-- start Records for the exercise --

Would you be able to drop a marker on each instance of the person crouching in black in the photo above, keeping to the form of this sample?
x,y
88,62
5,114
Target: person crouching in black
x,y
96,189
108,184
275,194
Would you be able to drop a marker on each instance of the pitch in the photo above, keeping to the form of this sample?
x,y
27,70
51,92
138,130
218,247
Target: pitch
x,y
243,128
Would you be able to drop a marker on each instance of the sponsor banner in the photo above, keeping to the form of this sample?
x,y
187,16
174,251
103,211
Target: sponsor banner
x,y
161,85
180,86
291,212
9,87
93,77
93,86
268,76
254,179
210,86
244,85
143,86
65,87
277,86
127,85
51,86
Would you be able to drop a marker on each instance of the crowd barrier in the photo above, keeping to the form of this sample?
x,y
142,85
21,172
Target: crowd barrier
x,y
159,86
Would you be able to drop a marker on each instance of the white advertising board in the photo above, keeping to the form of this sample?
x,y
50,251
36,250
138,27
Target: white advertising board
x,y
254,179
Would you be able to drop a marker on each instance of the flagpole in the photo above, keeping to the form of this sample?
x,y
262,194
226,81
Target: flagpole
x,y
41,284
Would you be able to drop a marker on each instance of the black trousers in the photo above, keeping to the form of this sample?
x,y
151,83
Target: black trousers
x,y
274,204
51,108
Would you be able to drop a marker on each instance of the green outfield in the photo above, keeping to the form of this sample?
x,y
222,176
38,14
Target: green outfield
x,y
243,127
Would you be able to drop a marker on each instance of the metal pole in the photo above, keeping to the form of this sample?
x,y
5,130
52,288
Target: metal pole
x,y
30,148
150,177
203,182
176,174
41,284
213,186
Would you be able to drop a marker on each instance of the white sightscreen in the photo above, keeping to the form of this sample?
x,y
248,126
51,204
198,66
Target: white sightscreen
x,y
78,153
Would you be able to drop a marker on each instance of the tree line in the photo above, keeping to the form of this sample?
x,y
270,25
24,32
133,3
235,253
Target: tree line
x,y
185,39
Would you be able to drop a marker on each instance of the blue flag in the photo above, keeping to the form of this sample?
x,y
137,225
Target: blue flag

-- end Records for the exercise --

Written request
Return exactly the lines from the one containing "of the crowd" to the last line of the data, and nothing more.

Response to the task
Would you be able to drop a marker on each instance of the crowd barrier in the photo above, keeping to the form of this sample?
x,y
142,85
21,172
Target: crowd barrier
x,y
159,86
Would you be able to drop a marker on each instance of the white advertising board in the photo above, keeping to the form of this sample?
x,y
50,251
36,250
138,27
Target: white advertising board
x,y
254,179
Would you be able to drop a marker on each instance of the flagpole in the photo above, keeping to the form of this sample?
x,y
262,194
226,81
Target: flagpole
x,y
41,284
Would you be able to drop a marker on each instance of the black trousers in the photo above, keeping to the form of this sample?
x,y
151,83
Target: black trousers
x,y
274,204
51,108
Would you be able to drop a marker on each instance of the green outfield in the photo above, keeping to the form of this sample?
x,y
222,176
38,14
Target: green outfield
x,y
243,127
Would you be able to drop a marker on each instance of the metal pole in the photo above, keeping to the form of this sample?
x,y
5,130
52,288
Target: metal pole
x,y
30,148
150,177
203,182
176,174
41,284
213,186
Would you be able to drop a marker on each instance of the white sightscreen in the photo above, keeping to the form of this sample?
x,y
248,126
51,204
198,66
Target: white sightscreen
x,y
78,153
Would you be able to drop a marker on each instance of the tree line in the photo above, keeping to the form of this sample?
x,y
270,25
24,32
133,3
235,253
Target: tree line
x,y
185,39
Would you be able to drop a marker on each instance of the blue flag in the photo above, keeping to the form of this sample?
x,y
137,225
Target: blue flag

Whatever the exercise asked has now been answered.